╭──

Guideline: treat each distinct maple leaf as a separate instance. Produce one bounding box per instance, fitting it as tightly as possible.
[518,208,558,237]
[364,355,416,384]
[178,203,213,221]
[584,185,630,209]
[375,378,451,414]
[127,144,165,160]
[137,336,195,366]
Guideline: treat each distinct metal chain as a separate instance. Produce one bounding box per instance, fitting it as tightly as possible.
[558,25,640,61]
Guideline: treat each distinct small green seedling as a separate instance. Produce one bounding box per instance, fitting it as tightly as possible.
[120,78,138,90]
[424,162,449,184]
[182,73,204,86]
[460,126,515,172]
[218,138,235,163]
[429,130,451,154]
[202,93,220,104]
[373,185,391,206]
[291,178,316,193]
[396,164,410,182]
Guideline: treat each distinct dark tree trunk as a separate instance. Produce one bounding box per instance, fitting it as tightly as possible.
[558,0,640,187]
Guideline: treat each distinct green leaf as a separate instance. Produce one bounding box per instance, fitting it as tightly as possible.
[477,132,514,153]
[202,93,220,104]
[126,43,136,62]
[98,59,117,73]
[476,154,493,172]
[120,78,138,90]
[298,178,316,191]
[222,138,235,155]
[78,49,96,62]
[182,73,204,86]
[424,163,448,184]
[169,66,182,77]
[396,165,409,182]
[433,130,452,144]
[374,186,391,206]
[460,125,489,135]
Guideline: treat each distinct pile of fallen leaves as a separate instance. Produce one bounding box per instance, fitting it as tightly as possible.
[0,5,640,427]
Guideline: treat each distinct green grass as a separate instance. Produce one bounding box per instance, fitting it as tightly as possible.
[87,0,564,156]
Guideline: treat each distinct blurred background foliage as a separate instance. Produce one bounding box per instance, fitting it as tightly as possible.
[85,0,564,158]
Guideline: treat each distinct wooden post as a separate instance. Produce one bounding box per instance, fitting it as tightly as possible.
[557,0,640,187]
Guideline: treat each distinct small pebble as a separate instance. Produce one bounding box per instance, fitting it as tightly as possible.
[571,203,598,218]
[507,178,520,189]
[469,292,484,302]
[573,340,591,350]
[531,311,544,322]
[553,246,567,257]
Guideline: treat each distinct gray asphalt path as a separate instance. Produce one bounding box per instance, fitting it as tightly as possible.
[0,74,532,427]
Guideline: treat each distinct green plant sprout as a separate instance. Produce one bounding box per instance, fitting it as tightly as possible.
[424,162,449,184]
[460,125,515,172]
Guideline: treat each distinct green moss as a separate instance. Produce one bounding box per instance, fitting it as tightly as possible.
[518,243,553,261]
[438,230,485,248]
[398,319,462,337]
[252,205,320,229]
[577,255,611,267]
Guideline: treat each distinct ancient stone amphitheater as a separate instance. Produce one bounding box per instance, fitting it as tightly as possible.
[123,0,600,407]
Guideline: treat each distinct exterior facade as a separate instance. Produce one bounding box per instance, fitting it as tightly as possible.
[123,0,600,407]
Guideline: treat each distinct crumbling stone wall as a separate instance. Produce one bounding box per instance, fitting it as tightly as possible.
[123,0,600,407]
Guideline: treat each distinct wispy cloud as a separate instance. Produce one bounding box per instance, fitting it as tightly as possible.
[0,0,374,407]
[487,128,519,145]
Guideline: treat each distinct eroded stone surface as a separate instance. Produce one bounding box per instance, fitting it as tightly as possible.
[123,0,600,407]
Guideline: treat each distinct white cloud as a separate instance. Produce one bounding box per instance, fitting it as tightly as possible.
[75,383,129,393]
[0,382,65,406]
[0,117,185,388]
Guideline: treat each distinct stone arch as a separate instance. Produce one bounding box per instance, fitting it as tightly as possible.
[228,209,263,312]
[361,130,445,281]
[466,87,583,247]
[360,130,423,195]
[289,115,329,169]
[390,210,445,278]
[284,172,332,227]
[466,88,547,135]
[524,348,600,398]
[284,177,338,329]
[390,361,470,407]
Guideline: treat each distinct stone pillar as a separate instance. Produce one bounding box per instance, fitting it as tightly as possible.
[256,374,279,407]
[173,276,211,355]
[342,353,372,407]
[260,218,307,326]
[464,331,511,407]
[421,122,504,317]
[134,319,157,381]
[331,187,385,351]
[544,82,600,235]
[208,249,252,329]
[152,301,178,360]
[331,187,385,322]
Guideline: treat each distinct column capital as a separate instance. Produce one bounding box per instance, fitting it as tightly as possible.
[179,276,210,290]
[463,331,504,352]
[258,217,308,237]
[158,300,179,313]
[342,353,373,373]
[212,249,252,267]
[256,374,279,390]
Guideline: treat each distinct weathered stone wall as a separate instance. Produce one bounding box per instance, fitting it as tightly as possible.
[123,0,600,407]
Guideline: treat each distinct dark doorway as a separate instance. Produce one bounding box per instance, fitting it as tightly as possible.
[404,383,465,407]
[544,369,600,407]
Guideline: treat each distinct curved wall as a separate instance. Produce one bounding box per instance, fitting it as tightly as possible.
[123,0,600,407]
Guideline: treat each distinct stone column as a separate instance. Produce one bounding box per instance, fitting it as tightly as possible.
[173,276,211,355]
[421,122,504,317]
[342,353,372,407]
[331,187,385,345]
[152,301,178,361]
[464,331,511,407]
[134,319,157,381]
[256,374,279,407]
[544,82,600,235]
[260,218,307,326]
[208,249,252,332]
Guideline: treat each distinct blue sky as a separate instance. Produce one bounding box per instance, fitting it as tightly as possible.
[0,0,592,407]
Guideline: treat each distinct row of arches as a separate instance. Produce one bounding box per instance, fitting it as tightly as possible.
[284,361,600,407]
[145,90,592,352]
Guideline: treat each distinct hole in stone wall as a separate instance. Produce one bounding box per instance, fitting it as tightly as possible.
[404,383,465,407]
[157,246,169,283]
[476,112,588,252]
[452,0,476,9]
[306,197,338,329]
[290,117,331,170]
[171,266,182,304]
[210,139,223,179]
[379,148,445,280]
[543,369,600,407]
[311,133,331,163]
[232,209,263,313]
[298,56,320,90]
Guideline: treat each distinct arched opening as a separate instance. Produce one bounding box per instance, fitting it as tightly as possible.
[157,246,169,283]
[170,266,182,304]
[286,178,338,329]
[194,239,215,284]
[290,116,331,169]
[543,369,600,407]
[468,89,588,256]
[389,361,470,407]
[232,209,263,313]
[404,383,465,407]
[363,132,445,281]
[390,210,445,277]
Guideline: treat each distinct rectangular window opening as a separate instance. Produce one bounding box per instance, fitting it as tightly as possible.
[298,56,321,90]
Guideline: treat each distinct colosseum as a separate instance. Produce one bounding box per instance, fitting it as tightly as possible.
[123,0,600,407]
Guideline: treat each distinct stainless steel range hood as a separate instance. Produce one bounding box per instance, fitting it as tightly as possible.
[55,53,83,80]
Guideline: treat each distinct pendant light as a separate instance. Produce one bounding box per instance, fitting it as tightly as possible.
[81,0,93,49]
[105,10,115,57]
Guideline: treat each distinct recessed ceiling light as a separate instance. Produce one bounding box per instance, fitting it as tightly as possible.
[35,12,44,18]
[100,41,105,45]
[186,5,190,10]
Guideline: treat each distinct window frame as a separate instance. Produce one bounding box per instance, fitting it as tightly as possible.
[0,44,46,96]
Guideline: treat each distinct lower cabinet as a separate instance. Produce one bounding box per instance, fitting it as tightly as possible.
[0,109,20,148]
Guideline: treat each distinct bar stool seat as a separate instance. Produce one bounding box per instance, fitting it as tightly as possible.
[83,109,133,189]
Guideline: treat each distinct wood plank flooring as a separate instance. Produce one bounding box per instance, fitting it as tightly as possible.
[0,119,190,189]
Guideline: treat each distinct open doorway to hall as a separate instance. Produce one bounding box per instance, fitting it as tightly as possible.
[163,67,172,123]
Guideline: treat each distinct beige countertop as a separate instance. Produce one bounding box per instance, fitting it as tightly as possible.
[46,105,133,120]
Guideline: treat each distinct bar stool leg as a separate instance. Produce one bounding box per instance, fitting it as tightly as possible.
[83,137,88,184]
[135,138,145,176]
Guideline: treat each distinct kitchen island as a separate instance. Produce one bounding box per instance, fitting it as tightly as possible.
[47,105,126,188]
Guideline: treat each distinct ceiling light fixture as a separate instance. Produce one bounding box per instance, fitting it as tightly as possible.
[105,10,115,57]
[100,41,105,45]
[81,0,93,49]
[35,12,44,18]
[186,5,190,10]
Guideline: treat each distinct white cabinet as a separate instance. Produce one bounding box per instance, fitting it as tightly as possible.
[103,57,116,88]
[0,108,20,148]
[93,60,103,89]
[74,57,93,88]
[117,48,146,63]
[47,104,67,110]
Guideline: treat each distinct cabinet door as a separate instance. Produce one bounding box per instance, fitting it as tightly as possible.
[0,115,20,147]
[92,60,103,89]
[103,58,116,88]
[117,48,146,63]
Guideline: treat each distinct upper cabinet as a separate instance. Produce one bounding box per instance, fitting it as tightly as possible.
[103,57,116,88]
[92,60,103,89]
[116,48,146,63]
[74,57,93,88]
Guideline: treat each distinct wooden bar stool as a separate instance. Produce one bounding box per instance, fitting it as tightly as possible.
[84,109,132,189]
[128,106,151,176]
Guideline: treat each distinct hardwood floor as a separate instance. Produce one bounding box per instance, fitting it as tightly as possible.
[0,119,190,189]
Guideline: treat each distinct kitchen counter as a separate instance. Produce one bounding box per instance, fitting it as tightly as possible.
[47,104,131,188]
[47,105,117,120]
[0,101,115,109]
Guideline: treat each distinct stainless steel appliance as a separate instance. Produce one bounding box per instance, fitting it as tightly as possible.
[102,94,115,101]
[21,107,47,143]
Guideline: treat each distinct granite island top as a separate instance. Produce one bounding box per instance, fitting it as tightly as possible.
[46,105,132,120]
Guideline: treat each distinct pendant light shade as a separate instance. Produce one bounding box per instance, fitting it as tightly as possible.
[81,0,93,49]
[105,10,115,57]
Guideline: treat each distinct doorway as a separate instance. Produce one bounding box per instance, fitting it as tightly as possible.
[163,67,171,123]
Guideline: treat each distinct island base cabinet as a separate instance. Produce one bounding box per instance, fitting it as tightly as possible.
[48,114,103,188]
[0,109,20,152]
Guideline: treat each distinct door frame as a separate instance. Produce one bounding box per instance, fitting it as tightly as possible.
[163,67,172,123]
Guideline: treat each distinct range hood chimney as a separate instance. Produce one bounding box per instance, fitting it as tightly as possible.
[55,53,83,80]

╰──
╭──

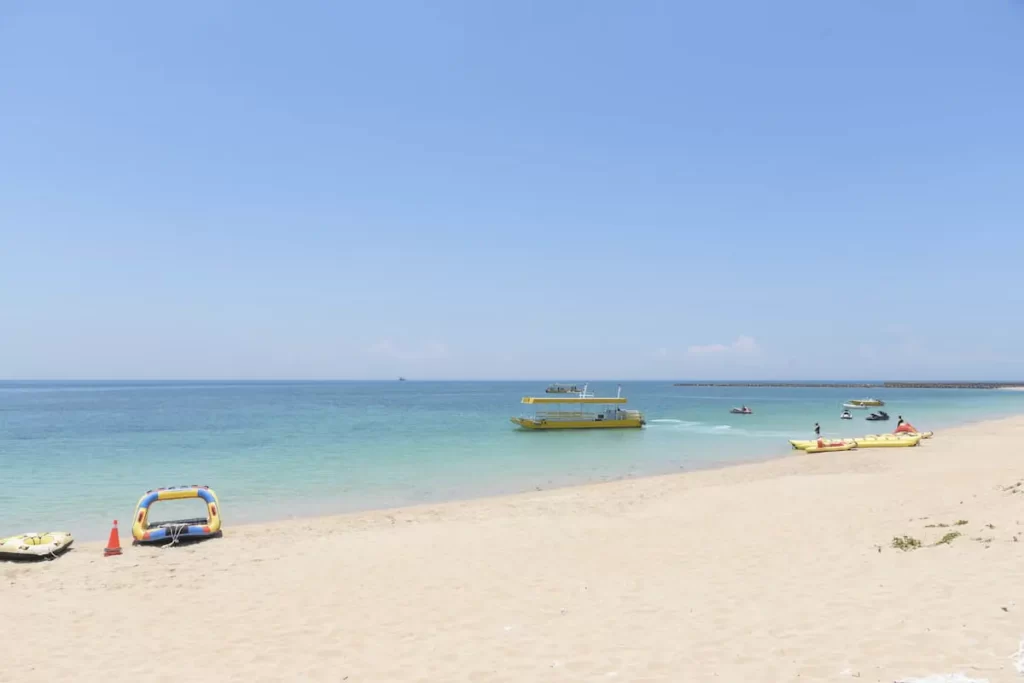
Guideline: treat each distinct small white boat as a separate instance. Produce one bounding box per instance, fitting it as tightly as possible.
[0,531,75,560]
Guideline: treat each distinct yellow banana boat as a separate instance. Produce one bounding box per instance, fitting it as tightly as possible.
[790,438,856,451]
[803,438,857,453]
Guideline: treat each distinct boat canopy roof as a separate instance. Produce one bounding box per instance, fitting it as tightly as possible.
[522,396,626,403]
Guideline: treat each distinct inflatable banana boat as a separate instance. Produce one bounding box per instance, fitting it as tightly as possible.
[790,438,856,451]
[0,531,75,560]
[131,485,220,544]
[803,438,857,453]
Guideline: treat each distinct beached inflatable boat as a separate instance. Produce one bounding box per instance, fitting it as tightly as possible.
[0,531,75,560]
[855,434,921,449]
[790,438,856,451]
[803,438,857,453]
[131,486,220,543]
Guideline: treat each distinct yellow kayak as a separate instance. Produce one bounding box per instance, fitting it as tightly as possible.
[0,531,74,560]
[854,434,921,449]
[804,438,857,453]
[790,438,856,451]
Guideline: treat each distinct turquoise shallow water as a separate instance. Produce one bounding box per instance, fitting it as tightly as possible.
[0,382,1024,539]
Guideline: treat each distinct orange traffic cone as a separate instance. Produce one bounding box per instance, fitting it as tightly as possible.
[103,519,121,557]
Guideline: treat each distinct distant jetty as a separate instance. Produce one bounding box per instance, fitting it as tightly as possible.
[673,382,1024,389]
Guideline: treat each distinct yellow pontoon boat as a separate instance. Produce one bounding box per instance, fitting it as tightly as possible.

╰──

Copy out verbatim the lines of the material from the line containing "Guideline: treat each distinct maple" through the line containing "[553,246,567,257]", including both of those lines.

• **REPLY**:
Guideline: treat each distinct maple leaf as a separate instance. Produce one bounding box per instance, fitting it as tightly as possible.
[518,208,558,237]
[364,355,416,384]
[178,203,213,221]
[584,185,630,209]
[375,378,451,414]
[127,144,165,160]
[137,336,195,366]
Guideline: treat each distinct metal chain as a separate instance. Produce one bounding box per instance, fitting it as tightly as possible.
[558,25,640,61]
Guideline: treat each distinct small green seedling as a separate instance. Produce one bounding box per instance, fitting it as tightly as possible.
[120,78,138,90]
[424,162,449,184]
[182,73,204,86]
[460,126,515,172]
[218,138,235,163]
[429,130,451,154]
[202,93,220,104]
[373,185,391,206]
[291,178,316,193]
[396,164,410,182]
Guideline: treat each distinct dark tree trunk as a separate instance. Produce one bounding box per instance, fitting it as tightly as possible.
[558,0,640,187]
Guideline: treat each distinct green leaf as a separate instance. Produce one bounding box per instance, fitting it as tightly as possible.
[477,132,514,153]
[202,93,220,104]
[126,43,136,62]
[98,59,117,73]
[476,154,493,172]
[120,78,138,90]
[298,178,316,191]
[222,138,235,155]
[78,49,96,62]
[182,73,204,86]
[424,163,448,184]
[169,66,182,77]
[396,165,409,182]
[433,130,452,144]
[374,186,391,206]
[460,125,489,135]
Guideline: treat each distinct pile of fallen leaves as a separate instance. Produce one bounding box per instance, fitting it as tightly as possible.
[0,5,640,427]
Guideline: treat each distinct green grass as a separate instance. Produce one bounding box per instance, fitting it as tightly as possible.
[87,0,564,156]
Guideline: treat each distinct blurred background foliage as a separate instance. Produce one bounding box per instance, fitting it as tightly as possible.
[85,0,564,158]
Guideline: treat each distinct wooden post as a separate instance. Produce one bounding box per instance, fitting it as tightly as possible.
[557,0,640,187]
Guideline: treat each distinct small pebble as a separate instance. Produce one bounding box per instance, fitting it as tightly as possible.
[571,203,598,218]
[507,178,520,189]
[469,292,484,302]
[573,340,591,350]
[531,311,544,322]
[553,246,567,257]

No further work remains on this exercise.